*** Opening Study material ***

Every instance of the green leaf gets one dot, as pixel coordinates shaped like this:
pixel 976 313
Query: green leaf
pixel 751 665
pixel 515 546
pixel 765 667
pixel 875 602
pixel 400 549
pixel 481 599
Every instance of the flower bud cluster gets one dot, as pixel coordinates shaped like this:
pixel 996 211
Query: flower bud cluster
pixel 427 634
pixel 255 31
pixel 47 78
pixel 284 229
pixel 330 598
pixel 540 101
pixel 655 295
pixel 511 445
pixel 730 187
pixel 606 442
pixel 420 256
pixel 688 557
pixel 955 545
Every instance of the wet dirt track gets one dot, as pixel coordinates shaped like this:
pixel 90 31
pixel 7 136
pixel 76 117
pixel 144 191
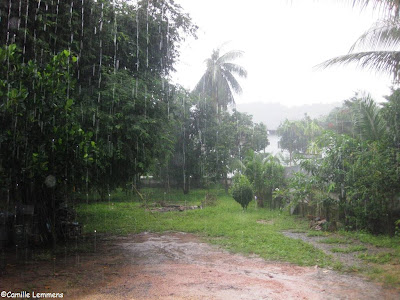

*** Closing Study material ***

> **Work to complete**
Print the material above exactly as it appears, but not its pictures.

> **Exercise answer**
Every instance of the green leaf gets one dot, as pixel coordinates shaped like this:
pixel 976 313
Query: green leaf
pixel 751 665
pixel 515 546
pixel 765 667
pixel 875 602
pixel 400 549
pixel 481 599
Every instance of the flower bud cluster gets one dot, as pixel coordinates shaped like this:
pixel 996 211
Query: flower bud cluster
pixel 427 634
pixel 255 31
pixel 47 78
pixel 284 229
pixel 330 598
pixel 540 101
pixel 655 295
pixel 511 445
pixel 730 187
pixel 606 442
pixel 420 256
pixel 688 557
pixel 955 545
Every instance of the wet dirt track gets one dot, as pixel coordinates shaped like this:
pixel 90 31
pixel 7 136
pixel 76 117
pixel 144 191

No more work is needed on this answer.